Selection =>
The thirtieth government of Israel was formed by Ariel Sharon on 28 February 2003, following Likud's comprehensive victory in the January elections. His coalition initially included Shinui and the National Union, holding 60 of the 120 seats in the Knesset, whilst the two-seat Yisrael BaAliyah merged into Likud shortly after. The National Religious Party also joined the coalition on 3 March 2003, taking the number of seats it held up to 66.

The government became increasingly unstable due to the Gaza disengagement plan, with the National Union leaving the coalition on 6 June 2004, and the National Religious Party following on 11 November. On 4 December Shinui also left the government following disagreements over the budget. On 10 January 2005, Labor-Meimad joined the government, and was joined by Agudat Yisrael on 30 March.

On 23 November 2005 Sharon and several other ministers left Likud to establish Kadima (initially known as National Responsibility), remaining in control of the government. Although Labor-Meimad left the government on the same day, Sharon remained in control until suffering a stroke on 4 January 2006, at which point Acting Prime Minister Ehud Olmert took temporary control. Although Likud left the government on 15 January, Olmert became Interim Prime Minister on 16 April, and remained head of the government until he formed the thirty-first government on 4 May 2006, following Kadima's victory in the March elections.

Extracted data =>
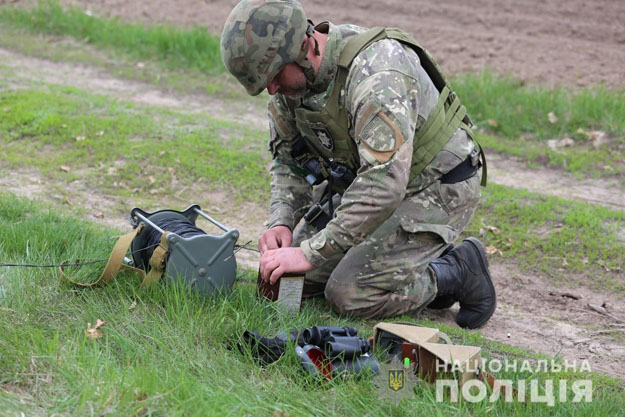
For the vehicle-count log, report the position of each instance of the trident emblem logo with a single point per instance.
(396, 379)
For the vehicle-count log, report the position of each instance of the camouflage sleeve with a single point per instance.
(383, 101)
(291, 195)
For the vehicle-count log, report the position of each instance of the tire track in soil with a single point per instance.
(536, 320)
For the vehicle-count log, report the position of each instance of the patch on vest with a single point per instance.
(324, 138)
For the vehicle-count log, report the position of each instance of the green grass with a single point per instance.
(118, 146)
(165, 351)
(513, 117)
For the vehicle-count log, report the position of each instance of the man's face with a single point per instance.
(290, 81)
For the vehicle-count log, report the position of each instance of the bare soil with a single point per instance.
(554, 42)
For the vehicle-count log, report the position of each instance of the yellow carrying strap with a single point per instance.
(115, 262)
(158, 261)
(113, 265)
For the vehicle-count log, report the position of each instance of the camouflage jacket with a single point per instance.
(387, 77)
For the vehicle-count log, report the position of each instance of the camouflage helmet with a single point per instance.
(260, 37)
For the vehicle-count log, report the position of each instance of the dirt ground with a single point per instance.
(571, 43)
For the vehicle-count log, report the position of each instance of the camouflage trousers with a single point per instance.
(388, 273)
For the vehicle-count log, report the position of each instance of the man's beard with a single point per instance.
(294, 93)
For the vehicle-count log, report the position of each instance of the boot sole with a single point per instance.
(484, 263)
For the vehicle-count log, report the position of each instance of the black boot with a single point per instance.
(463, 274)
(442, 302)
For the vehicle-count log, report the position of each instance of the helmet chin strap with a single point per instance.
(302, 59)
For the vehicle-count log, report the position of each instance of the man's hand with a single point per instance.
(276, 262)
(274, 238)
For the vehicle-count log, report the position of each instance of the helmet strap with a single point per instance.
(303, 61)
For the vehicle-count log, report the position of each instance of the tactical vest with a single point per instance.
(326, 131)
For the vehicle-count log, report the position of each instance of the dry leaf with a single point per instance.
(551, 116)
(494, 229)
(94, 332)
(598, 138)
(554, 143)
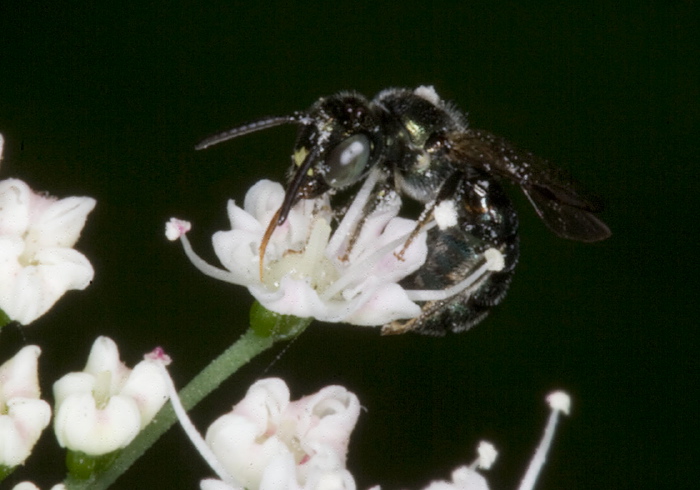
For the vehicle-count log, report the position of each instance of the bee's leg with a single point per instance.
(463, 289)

---

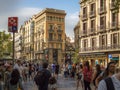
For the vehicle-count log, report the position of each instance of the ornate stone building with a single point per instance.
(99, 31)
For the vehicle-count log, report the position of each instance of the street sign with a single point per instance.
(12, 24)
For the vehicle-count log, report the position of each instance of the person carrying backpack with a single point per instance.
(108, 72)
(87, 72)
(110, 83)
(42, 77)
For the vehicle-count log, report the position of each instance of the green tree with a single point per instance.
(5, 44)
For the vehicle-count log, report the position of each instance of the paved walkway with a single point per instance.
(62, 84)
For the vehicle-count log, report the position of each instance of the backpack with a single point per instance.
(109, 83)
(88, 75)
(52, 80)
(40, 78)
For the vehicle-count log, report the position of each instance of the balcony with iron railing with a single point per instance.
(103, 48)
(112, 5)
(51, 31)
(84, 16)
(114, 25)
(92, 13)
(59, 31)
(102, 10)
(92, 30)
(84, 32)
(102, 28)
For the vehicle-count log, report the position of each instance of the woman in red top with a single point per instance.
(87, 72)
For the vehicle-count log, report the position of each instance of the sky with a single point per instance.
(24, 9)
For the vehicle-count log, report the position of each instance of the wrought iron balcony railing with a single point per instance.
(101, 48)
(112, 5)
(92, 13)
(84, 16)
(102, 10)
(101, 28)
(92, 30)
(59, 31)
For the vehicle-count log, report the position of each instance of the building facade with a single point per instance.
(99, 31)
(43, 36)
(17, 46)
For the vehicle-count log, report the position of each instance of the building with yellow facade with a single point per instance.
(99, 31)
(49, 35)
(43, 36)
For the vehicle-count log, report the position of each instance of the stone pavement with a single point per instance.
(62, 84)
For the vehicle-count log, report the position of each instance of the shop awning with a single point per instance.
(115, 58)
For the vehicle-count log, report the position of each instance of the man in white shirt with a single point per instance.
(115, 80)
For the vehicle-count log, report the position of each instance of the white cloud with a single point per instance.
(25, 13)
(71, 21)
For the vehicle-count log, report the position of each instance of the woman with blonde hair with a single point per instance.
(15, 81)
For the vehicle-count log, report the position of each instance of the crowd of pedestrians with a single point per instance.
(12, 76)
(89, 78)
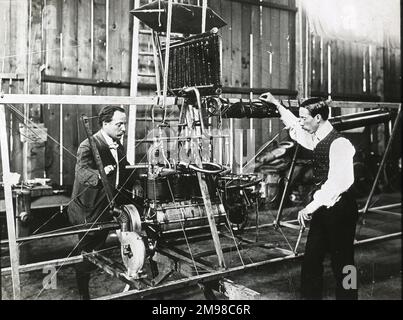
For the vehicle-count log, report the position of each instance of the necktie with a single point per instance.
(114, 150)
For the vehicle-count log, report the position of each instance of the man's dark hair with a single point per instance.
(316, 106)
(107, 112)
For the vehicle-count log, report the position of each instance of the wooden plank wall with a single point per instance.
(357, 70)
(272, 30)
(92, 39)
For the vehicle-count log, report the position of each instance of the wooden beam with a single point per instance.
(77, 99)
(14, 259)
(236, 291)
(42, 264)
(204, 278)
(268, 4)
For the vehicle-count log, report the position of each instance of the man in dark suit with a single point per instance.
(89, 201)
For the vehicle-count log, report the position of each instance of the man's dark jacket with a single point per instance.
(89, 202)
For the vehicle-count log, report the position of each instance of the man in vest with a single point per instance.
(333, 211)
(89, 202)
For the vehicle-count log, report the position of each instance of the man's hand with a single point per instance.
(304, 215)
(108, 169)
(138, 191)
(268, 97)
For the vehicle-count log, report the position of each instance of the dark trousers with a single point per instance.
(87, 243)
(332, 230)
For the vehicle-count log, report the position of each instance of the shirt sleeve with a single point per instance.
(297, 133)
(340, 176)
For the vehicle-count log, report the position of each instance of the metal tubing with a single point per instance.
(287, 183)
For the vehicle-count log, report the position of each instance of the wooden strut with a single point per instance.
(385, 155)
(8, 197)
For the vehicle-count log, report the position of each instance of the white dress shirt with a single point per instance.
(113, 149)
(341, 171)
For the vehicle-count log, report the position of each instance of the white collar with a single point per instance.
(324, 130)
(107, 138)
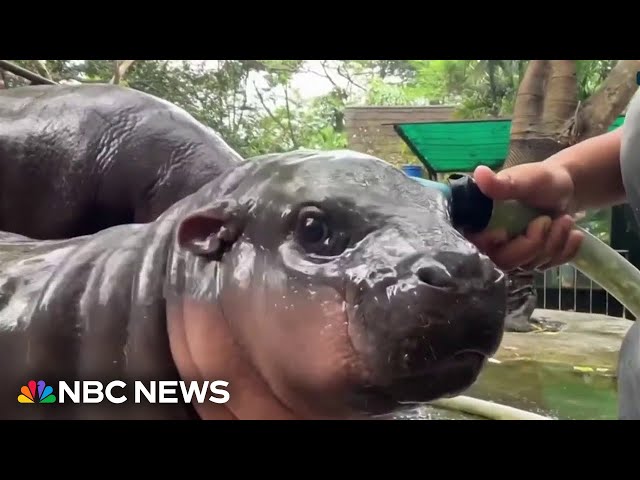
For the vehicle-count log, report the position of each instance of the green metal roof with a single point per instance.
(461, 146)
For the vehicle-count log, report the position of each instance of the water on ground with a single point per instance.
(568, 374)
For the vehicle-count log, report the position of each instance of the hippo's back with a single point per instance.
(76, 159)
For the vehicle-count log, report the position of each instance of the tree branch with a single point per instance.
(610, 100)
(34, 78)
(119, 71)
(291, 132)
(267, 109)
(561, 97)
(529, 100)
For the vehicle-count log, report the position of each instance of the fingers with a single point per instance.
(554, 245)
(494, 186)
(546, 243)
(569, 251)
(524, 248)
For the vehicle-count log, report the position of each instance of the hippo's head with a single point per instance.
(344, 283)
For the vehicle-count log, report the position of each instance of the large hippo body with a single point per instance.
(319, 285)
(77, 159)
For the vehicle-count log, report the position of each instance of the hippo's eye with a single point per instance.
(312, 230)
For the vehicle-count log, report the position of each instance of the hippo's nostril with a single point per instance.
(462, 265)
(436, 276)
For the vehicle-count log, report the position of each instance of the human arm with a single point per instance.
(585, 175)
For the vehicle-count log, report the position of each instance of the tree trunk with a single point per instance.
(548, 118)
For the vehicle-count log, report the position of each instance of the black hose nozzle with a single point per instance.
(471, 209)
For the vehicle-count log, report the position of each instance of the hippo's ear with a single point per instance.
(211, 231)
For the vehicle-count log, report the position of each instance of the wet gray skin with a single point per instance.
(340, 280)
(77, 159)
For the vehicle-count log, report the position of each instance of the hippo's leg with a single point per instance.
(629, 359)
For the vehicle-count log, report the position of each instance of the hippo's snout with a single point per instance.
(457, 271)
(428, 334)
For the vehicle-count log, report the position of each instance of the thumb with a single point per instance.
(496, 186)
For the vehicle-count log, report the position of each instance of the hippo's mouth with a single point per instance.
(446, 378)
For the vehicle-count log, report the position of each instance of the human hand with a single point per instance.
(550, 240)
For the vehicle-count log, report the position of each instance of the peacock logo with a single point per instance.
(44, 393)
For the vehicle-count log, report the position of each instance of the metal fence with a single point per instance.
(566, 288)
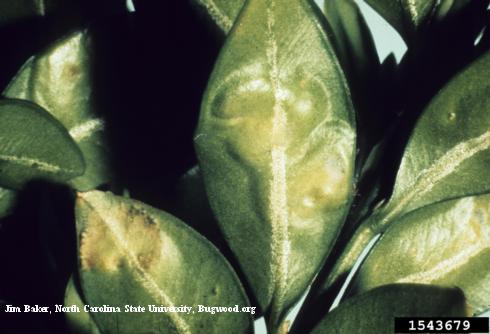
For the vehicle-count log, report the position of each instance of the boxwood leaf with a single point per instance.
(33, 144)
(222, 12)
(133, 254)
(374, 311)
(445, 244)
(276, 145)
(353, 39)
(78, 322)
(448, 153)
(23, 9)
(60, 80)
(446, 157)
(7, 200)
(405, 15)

==

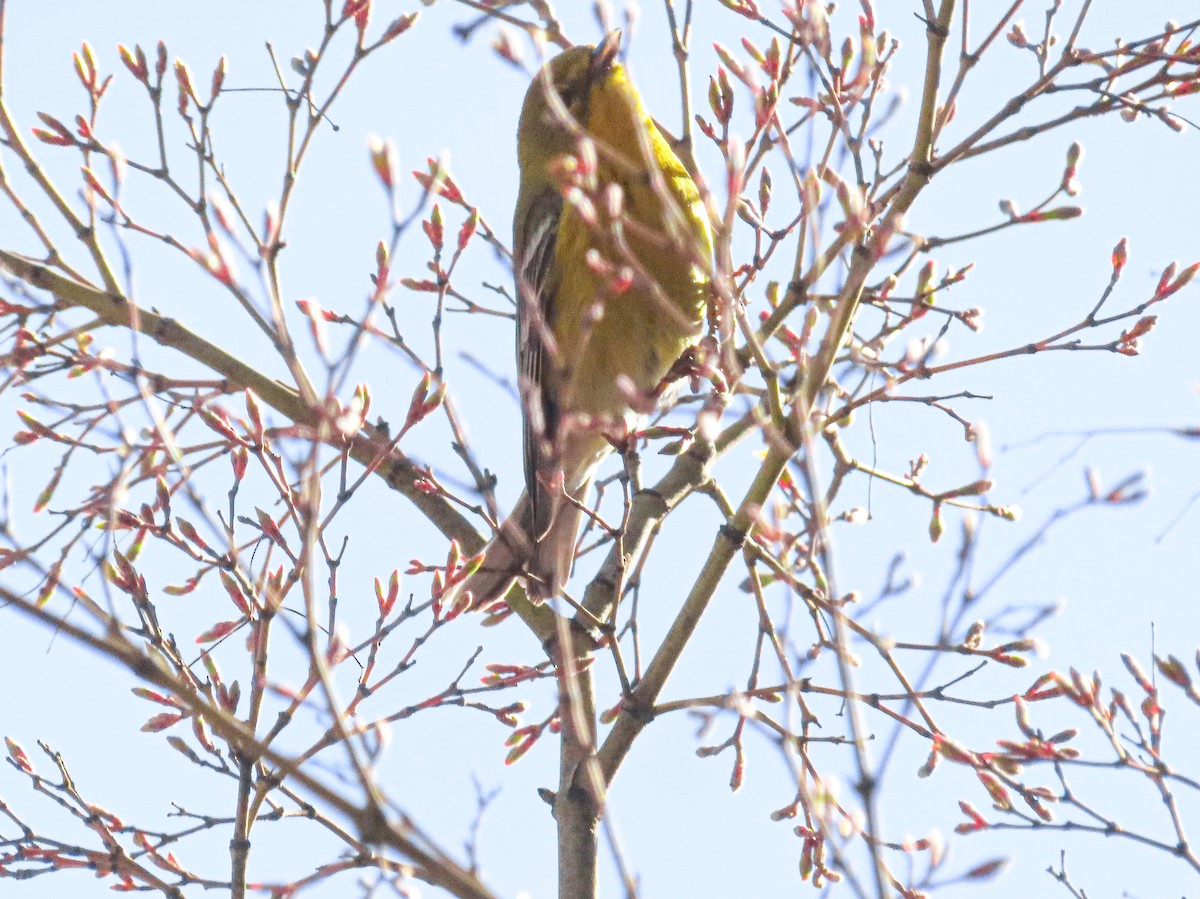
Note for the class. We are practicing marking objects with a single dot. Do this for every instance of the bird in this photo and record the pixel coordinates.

What you need to do =>
According to the passage on Israel's thirtieth government, on what date did Shinui leave the government? None of the data above is needed here.

The result =>
4 December